### Page text
=-=-=-=-=

Using Buoyant Mass to Measure the Growth of Single Cells
Understanding how the rate of cell growth changes during the cell cycle and in response to growth factors and other stimuli is of fundamental interest. Over the decades, various approaches have been developed for describing cellular growth patterns, but different studies have often reached irreconcilable conclusions, even for the same cell types. Several factors may contribute to the discrepancies between different growth models: i) cells are minute, irregularly shaped objects; ii) proliferating cells increase their size only by a factor of two, so distinguishing between different cell growth models with mathematical rigor requires highly precise measurements; iii) a wide variety of methods have been used to measure growth, including approaches that average across populations as well as those that monitor individual cells; and iv) a cell’s size includes both volume and mass, which can change at different rates. An ideal method for measuring cell growth rates would directly and continuously monitor the mass and volume accumulation of single unperturbed cells with high precision. In recent years, optical microscopy has been the closest match to this ideal, but volume determination by microscopy has lacked the precision to conclusively distinguish between cell-growth models. Potential alternatives include using fluorescent protein reporters that are correlated with cell size5 or using phase microscopy to measure dry mass during cell growth. We have developed a system that can precisely monitor the growth of single cells in terms of buoyant mass and show that bacteria, yeast, and mammalian lymphoblast cells grow at a rate that is proportional to their buoyant mass (Figures 1 and 2). Buoyant mass is dependent on the amount of biomass in the cell, most of which is denser than water, and so is analogous to the dry mass of the cell.
- Figure 1: Dynamic trapping of single cells. (a) Illustration of the suspended microchannel resonator (SMR) trapping a single cell. (b) Schematic of fluidics: sample is injected in parallel through the left and right inlets (IL and IR) and collected at the left and right outlets (OL and OR). While trapping, IL, IR, and OL are kept at the same constant pressure; variable pressure at OR applied by a computer controlled regulator determines the direction of fluid flow in the device. (c) Raw data showing 400 measurements of one B. subtilis cell’s buoyant mass. The frequency shift increase with time indicates cellular growth. Inset: Detail of a few peaks that show a locally stable baseline forms after each pass through the SMR, allowing for drift compensation.
- Figure 2: Growth rate versus initial buoyant mass. Each data point represents a trapped cell and is plotted on the diagram according to the cell’s initial buoyant mass and the measured growth rate during the trapping period. Filled circles indicate normal growing cells, and open circles indicate fixed cells. ) L1210 mouse lymphoblasts from two cultures grown at 37°C. Curve fits are weighted linear regressions. The growth rate errors bars for the growing cells are +- one standard deviation of the growth rate measurements of the fixed cells, except in the cases when the least-squares fitting parameter standard error is greater (due to particularly short trapping times).
References
- M. Godin, F.F. Delgado, S. Son, W.H. Grover, A.K. Bryan, A. Tzur, P. Jorgensen, K. Payer, A.D. Grossman, M.W. Kirschner, and S.R. Manalis, “Using buoyant mass to measure the growth of single cells,” Nature Methods, advanced online publication, April 11 2010 ( doi:10.1038/nmeth.1452).

=-=-=-=-=

### Exercise requirements
Decide whether each statement agrees with the cell growth text. For each, answer yes or no and quote the words from the text that decide it.
1. Proliferating cells increase their size only by a factor of two.
2. Volume determination by microscopy has been precise enough to conclusively distinguish between cell-growth models.
3. In Figure 2, filled circles indicate fixed cells.

=-=-=-=-=

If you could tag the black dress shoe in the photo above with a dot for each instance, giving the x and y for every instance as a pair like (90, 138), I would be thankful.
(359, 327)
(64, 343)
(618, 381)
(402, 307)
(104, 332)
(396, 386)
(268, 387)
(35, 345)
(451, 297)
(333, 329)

=-=-=-=-=

### The completed task
1. Yes: "proliferating cells increase their size only by a factor of two"
2. No: "volume determination by microscopy has lacked the precision to conclusively distinguish between cell-growth models"
3. No: "Filled circles indicate normal growing cells, and open circles indicate fixed cells"